● **DOCUMENT EXTRACT**:
==============================

Even a supportive Obama biographer like David Remnick called Dreams a "mixture of verifiable fact, recollection, recreation, invention, and artful shaping." Equally friendly biographer David Maraniss agreed. "The character creations and rearrangements of the book are not merely a matter of style, devices of compression, but are also substantive," wrote Maraniss, four years after his dishonest 2008 bio piece in the Washington Post helped Obama get elected.
"We didn't understand why his politically calculating chameleon nature was never discussed," an aide to Hillary Clinton told Remnick. "We were said to be the chameleons, but he changed his life depending on who he was talking to."
Obama proved such a successful fabulator only because influential white liberals like Remnick and Maraniss enabled him. He had the good fortune of growing up thinking and acting much as they had but in the body of a black man. He believed what they believed and spoke as they spoke. They noticed, they approved, they marveled.

==============================

● **SUPPLIED INFORMATION**:
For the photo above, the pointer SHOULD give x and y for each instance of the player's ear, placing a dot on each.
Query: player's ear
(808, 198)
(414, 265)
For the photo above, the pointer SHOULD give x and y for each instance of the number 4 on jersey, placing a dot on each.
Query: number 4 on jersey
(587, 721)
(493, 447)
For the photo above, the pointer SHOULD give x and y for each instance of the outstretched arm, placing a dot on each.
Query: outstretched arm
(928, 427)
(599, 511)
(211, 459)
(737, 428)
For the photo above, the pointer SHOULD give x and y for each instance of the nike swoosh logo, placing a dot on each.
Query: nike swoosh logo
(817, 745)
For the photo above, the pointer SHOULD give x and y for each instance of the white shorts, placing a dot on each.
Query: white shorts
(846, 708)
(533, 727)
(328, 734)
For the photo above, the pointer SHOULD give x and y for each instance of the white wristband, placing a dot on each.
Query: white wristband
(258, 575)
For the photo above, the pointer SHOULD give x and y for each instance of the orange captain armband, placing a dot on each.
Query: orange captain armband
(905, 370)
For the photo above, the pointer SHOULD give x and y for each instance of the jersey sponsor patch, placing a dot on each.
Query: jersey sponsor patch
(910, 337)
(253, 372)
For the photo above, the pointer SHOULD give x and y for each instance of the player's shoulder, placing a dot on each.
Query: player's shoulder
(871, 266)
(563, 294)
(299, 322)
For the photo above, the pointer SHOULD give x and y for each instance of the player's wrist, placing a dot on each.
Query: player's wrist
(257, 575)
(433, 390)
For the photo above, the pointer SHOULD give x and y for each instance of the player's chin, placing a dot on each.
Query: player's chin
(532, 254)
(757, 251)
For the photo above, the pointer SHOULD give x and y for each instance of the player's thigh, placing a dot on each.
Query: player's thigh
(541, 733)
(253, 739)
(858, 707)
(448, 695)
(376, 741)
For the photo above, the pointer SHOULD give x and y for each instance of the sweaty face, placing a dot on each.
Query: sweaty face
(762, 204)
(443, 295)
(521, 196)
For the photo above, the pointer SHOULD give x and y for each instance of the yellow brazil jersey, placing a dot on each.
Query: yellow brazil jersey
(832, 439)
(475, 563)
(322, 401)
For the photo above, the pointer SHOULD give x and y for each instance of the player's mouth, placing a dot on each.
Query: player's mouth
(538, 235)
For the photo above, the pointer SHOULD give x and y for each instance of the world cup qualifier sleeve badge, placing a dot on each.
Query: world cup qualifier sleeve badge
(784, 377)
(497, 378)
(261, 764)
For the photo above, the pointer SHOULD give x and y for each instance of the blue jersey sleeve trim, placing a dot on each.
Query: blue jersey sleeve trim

==============================

● **TASKS FOR THIS EXERCISE**:
(a) In the excerpt on Obama's Dreams, who told Remnick that Obama "changed his life depending on who he was talking to"?
(b) List every component in the mixture that Remnick says makes up Dreams, according to the excerpt on Obama's Dreams.
(c) According to the excerpt on Obama's Dreams, why did Obama prove such a successful fabulator?

● **ANSWER SET**:
(a) An aide to Hillary Clinton.

(b) Verifiable fact, recollection, recreation, invention, and artful shaping.

(c) The excerpt says it was only because influential white liberals like Remnick and Maraniss enabled him. He grew up thinking, acting, believing and speaking as they did, and they noticed, approved and marveled.